▶ [Data excerpts]:
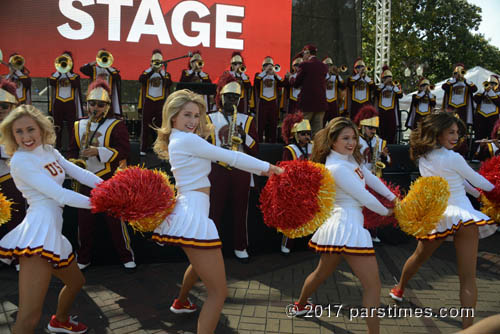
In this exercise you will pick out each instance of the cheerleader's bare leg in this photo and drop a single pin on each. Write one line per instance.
(327, 264)
(466, 244)
(34, 279)
(209, 265)
(190, 279)
(366, 269)
(73, 280)
(424, 250)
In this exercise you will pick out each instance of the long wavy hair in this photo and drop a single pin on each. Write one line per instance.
(174, 104)
(324, 139)
(6, 132)
(425, 137)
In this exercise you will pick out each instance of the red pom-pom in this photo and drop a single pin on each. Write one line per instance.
(374, 220)
(299, 200)
(137, 195)
(490, 169)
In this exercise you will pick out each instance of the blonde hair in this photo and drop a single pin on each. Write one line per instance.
(324, 139)
(45, 123)
(174, 104)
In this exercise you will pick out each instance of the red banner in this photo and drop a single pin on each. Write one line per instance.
(130, 29)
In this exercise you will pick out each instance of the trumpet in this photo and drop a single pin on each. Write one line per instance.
(63, 64)
(104, 59)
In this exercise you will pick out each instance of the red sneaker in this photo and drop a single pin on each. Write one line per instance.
(396, 294)
(179, 308)
(303, 309)
(70, 326)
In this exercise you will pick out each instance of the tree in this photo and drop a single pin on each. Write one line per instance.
(436, 33)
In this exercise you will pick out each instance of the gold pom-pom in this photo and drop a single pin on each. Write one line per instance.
(490, 209)
(420, 211)
(5, 209)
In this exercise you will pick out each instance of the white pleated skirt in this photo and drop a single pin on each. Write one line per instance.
(343, 233)
(458, 213)
(40, 233)
(188, 225)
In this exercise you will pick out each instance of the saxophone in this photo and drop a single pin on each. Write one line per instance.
(233, 139)
(377, 165)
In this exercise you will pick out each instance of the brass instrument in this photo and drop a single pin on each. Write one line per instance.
(233, 139)
(63, 64)
(377, 165)
(104, 59)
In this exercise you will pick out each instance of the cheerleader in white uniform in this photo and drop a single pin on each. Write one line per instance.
(38, 171)
(432, 144)
(188, 226)
(343, 234)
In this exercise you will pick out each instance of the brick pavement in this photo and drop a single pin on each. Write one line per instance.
(116, 303)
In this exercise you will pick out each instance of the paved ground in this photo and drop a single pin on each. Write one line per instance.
(119, 303)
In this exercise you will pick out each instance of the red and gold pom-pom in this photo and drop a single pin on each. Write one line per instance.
(5, 209)
(143, 197)
(490, 169)
(299, 200)
(374, 220)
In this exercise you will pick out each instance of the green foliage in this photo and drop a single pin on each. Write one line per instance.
(435, 33)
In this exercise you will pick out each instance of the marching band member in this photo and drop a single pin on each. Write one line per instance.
(311, 80)
(266, 86)
(343, 234)
(231, 187)
(334, 84)
(422, 104)
(289, 100)
(38, 171)
(8, 101)
(373, 148)
(19, 74)
(102, 142)
(195, 73)
(65, 104)
(458, 93)
(180, 141)
(296, 133)
(238, 70)
(487, 108)
(432, 144)
(387, 95)
(359, 88)
(155, 87)
(101, 68)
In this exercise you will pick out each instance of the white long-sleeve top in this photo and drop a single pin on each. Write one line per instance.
(191, 157)
(39, 175)
(350, 180)
(453, 168)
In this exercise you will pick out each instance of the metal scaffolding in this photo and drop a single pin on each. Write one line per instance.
(382, 37)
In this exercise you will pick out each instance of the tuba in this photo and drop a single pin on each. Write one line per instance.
(104, 59)
(377, 165)
(63, 64)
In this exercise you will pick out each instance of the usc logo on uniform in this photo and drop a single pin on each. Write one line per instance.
(53, 168)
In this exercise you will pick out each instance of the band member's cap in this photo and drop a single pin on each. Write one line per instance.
(367, 116)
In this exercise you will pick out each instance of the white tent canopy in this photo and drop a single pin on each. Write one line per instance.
(476, 74)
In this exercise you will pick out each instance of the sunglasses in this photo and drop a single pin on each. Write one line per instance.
(98, 104)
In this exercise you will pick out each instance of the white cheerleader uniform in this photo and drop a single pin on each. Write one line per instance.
(343, 232)
(191, 157)
(459, 212)
(39, 175)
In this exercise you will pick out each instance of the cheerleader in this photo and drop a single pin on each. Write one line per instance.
(432, 144)
(188, 226)
(343, 234)
(38, 171)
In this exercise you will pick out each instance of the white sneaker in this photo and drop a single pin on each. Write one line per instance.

▶ [Task goal]:
The answer is the listing above restated word for word, pictures removed.

▶ [Response box]:
In this exercise you will pick out each instance of the cheerleader's bare leg in this photo and drop a single pin on each. Write one line per instance.
(327, 264)
(466, 244)
(34, 279)
(209, 265)
(190, 279)
(366, 269)
(73, 280)
(424, 250)
In this exercise you will pick out each instance of the long wavy hair in this photo and drop a single pin on each. Write one line per instance.
(174, 104)
(324, 139)
(6, 132)
(425, 137)
In this exercise you will pick out each instance of the red pom-pom in this photo and drop a single pin on each. Write one line per instance.
(374, 220)
(299, 200)
(137, 195)
(490, 169)
In this exercise you will pick out each instance of the blonde hair in this photo and drop a single pin on each. Write one line per instance.
(324, 139)
(45, 123)
(174, 104)
In this exercise you will pick out each instance of the red banner in this photo and drop a single pin on each. Write one line per instance.
(130, 29)
In this exercise you will pick out each instance of the trumpet in this photo and drop a single pin on each. Write one line per instance.
(63, 64)
(104, 59)
In this exercise you will pick out each instance of the red sneaker in this photo and drop a single pin on each. Write one line per instance.
(396, 294)
(179, 308)
(303, 309)
(70, 326)
In this exercise you will pick out each instance of the tree in this photo and drop a single pin on each. Write one line per instance.
(436, 33)
In this exercise you will pick out each instance of the gold pom-pom in this photo and drop a single pin on each. Write one line per instance.
(490, 209)
(420, 211)
(5, 209)
In this exercise you will pick out each instance of the white pleated skirt in this photo and drop a single pin on each. Write one line per instance.
(343, 233)
(458, 213)
(40, 233)
(188, 225)
In this exercise you will pick out each instance of the saxophone in this photo and drop a single pin on each. Write one line per instance.
(233, 139)
(377, 165)
In this exercise you will pick out each instance of the brass instrument in this photo and drop a single pin on each. Write one line per instance.
(233, 139)
(63, 64)
(377, 165)
(104, 59)
In this exercise you will pick out each instance of the cheerleader in white uniform in this photo and drop a single pin on each. Write one line per instance.
(38, 171)
(432, 144)
(188, 226)
(343, 234)
In this exercise you will pick out each instance of the brick pavement in this photo and drop a single pin on each. Write one line per instance.
(116, 303)
In this exercise you will pick out each instance of the paved ground in this photo and drop a single pin on each. Write one line per instance.
(119, 303)
In this exercise you will pick out each instance of the red and gold pom-pom in this photo and drop a single pin on each. Write one line per instance.
(5, 209)
(143, 197)
(490, 169)
(299, 200)
(374, 220)
In this exercise you will pick out each instance of the green foliage in this photo and drop a single pin on each. Write one line per instance.
(435, 33)
In this exercise you will pick out each instance of the marching band member in this photo and drop a single pin on each. Write one line per instance.
(311, 80)
(266, 86)
(343, 234)
(231, 187)
(334, 84)
(422, 104)
(289, 100)
(38, 171)
(8, 101)
(373, 148)
(19, 74)
(102, 142)
(195, 73)
(65, 104)
(458, 93)
(180, 141)
(296, 133)
(238, 70)
(487, 108)
(432, 144)
(387, 95)
(359, 88)
(155, 87)
(101, 68)
In this exercise you will pick out each instance of the white long-sleeve top in this photo and drop a single pin on each. Write one line per instance.
(191, 157)
(39, 175)
(350, 180)
(453, 168)
In this exercise you will pick out each instance of the metal scaffolding in this photo and drop a single pin on each. Write one line per instance.
(382, 37)
In this exercise you will pick out each instance of the tuba in this photo and drop a single pin on each. Write one line per instance.
(104, 59)
(377, 165)
(63, 64)
In this exercise you will pick out each instance of the usc logo on uniform in this photo and drop a single pin on each. Write one line per instance.
(53, 168)
In this exercise you will pick out each instance of the band member's cap in this photo and drop a single pin on each. Write one line per instance.
(367, 116)
In this exercise you will pick out each instance of the white tent canopy in this photo and drop a single pin on each. Write one line per instance.
(476, 74)
In this exercise you will pick out each instance of the sunglasses in this photo and drop a single pin on each. Write one line per instance.
(98, 104)
In this exercise you will pick out each instance of the white cheerleader uniform in this photo and drop a single pin on each. Write one line per instance.
(343, 232)
(191, 157)
(459, 212)
(39, 175)
In this exercise you will pick out each instance of the cheerleader in this photo and drop a single pin on each. Write one line per instance.
(432, 144)
(188, 226)
(343, 234)
(38, 171)
In this exercise you will pick out each instance of the white sneaker in this photo and drop a single pin on each. Write one line per instance.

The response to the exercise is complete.